● DIRECTIONS: Render the material below as a Markdown table with the columns Row and Text, where Row numbers each line in order and Text holds that line. Skip blank lines and leave the images out of the table.

>> start EXTRACTED DATA

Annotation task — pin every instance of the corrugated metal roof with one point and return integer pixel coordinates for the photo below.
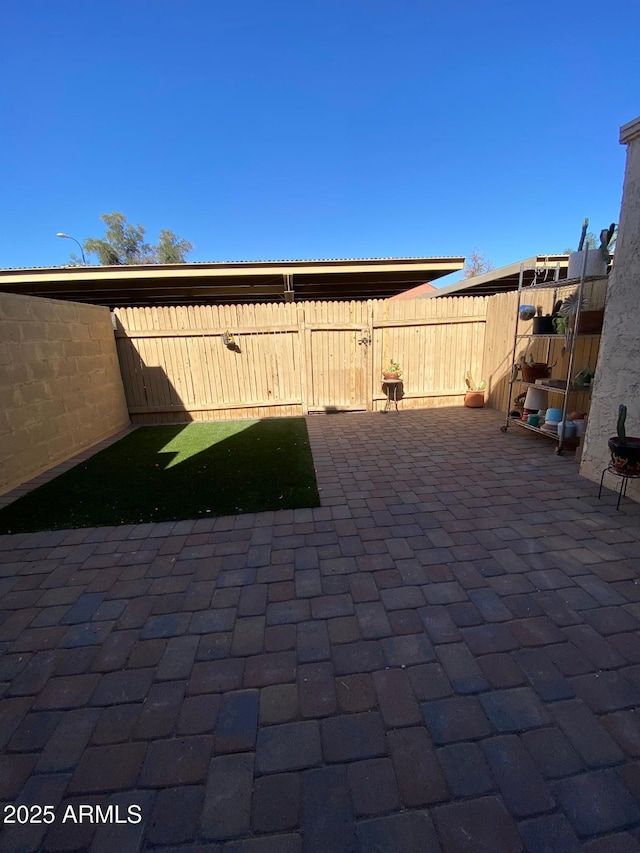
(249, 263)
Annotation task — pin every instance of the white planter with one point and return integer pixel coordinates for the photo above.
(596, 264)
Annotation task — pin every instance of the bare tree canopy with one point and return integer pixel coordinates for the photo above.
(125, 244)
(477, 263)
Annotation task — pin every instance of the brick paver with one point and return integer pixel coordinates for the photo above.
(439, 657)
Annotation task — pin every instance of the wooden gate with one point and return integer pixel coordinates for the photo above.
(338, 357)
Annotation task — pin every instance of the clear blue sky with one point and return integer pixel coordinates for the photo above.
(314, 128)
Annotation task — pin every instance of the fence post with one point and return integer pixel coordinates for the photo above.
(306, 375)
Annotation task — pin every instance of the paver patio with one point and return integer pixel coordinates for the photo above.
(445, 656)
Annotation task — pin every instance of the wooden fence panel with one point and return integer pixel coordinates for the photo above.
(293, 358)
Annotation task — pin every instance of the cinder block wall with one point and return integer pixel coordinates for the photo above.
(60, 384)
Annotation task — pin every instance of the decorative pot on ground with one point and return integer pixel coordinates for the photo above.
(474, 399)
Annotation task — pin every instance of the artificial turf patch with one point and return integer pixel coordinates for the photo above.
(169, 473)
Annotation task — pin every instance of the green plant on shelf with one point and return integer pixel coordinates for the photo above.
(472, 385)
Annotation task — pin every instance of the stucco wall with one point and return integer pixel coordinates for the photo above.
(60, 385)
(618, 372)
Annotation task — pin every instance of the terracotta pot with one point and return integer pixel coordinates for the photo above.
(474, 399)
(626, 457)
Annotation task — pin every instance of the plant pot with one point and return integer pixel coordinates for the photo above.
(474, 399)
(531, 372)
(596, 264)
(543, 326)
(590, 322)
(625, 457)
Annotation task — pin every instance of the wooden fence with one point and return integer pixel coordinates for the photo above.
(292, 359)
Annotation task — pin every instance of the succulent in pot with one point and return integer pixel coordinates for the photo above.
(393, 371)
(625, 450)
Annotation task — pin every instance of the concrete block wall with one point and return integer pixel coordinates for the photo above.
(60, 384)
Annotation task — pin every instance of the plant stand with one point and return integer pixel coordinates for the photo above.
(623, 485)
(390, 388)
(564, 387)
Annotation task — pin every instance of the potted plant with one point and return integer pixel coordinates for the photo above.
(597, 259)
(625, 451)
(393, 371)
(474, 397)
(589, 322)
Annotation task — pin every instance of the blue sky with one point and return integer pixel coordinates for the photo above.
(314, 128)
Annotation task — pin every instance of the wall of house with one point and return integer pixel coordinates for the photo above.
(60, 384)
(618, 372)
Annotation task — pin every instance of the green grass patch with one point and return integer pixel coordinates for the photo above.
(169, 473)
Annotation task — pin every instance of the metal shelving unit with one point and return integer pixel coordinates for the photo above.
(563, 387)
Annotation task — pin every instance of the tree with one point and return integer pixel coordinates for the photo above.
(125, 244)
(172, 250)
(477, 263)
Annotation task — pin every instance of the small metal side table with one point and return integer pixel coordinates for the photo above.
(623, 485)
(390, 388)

>> end EXTRACTED DATA

● TASK RESULT:
| Row | Text |
|---|---|
| 1 | Annotation task — pin every instance of the corrugated metal roof with one point and return integer pixel coordinates for the photo below. |
| 2 | (249, 263) |
| 3 | Annotation task — pin every instance of the white planter with one point and return integer pixel coordinates for the photo above. |
| 4 | (596, 264) |
| 5 | Annotation task — pin every instance of the bare tree canopy with one point and return integer pixel coordinates for the photo above. |
| 6 | (125, 244) |
| 7 | (477, 263) |
| 8 | Annotation task — pin every instance of the brick paver with one point and return integer pixel coordinates for the photo above. |
| 9 | (439, 657) |
| 10 | Annotation task — pin every instance of the wooden gate with one point and return integer pixel coordinates for the photo above. |
| 11 | (338, 357) |
| 12 | Annotation task — pin every instance of the clear blue sky with one point and return integer pixel coordinates for the photo above. |
| 13 | (314, 128) |
| 14 | Annotation task — pin every instance of the fence post with one point and return integer pixel coordinates for the photo above. |
| 15 | (306, 375) |
| 16 | Annotation task — pin every instance of the paver patio with one point and return integer pixel coordinates for the photo above. |
| 17 | (445, 656) |
| 18 | Annotation task — pin every instance of the wooden fence panel with one point and return integer pixel coordinates for the photo above. |
| 19 | (293, 358) |
| 20 | Annotation task — pin every instance of the cinder block wall with one point and return integer pixel coordinates for the photo above. |
| 21 | (60, 384) |
| 22 | Annotation task — pin every instance of the decorative pot on ground with one point and return integer pixel coordinates for the photo above. |
| 23 | (474, 399) |
| 24 | Annotation task — pin every instance of the artificial turf patch with one point and return integer pixel coordinates for the photo above. |
| 25 | (169, 473) |
| 26 | Annotation task — pin every instance of the green plant on shelf with one point and return integer pixel coordinates for the photo above. |
| 27 | (472, 385) |
| 28 | Annotation task — pin every instance of the stucco wall with one point and return integer pixel coordinates for the photo above. |
| 29 | (60, 385) |
| 30 | (618, 372) |
| 31 | Annotation task — pin every instance of the terracotta pot with one point and return integer pixel coordinates for the photo above. |
| 32 | (474, 399) |
| 33 | (626, 457) |
| 34 | Annotation task — pin every instance of the plant pot with one point and return integer pixel coordinates for the photo above. |
| 35 | (474, 399) |
| 36 | (531, 372) |
| 37 | (596, 264) |
| 38 | (543, 326) |
| 39 | (590, 322) |
| 40 | (625, 457) |
| 41 | Annotation task — pin every instance of the wooden fence with one point and return integer pixel coordinates for the photo above. |
| 42 | (292, 359) |
| 43 | Annotation task — pin every instance of the succulent in pot with one point and return integer pixel coordinates for the photo above. |
| 44 | (393, 371) |
| 45 | (625, 450) |
| 46 | Annotation task — pin every instance of the concrete block wall with one point and return integer pixel coordinates for the photo above. |
| 47 | (60, 384) |
| 48 | Annotation task — pin every instance of the plant stand with one point and return integer pixel coordinates for the photo above. |
| 49 | (623, 485) |
| 50 | (390, 388) |
| 51 | (564, 387) |
| 52 | Annotation task — pin every instance of the potted plant with one point and return integer pixel coordinates for the photo above. |
| 53 | (597, 259) |
| 54 | (625, 451) |
| 55 | (393, 371) |
| 56 | (474, 397) |
| 57 | (589, 322) |
| 58 | Annotation task — pin every instance of the blue sky with one point and return integer pixel coordinates for the photo above. |
| 59 | (314, 128) |
| 60 | Annotation task — pin every instance of the wall of house with one point and return integer pixel coordinates for the photo above. |
| 61 | (60, 384) |
| 62 | (618, 372) |
| 63 | Annotation task — pin every instance of the green grass patch with one point and return integer pixel coordinates for the photo above. |
| 64 | (169, 473) |
| 65 | Annotation task — pin every instance of the metal shelving unit with one point and return integer pixel coordinates for the photo above. |
| 66 | (563, 387) |
| 67 | Annotation task — pin every instance of the tree with one point and return integer pixel coordinates for the photo above. |
| 68 | (125, 244) |
| 69 | (172, 250) |
| 70 | (477, 263) |
| 71 | Annotation task — pin every instance of the small metal side table with one point and return integer pixel coordinates for the photo above. |
| 72 | (623, 485) |
| 73 | (390, 388) |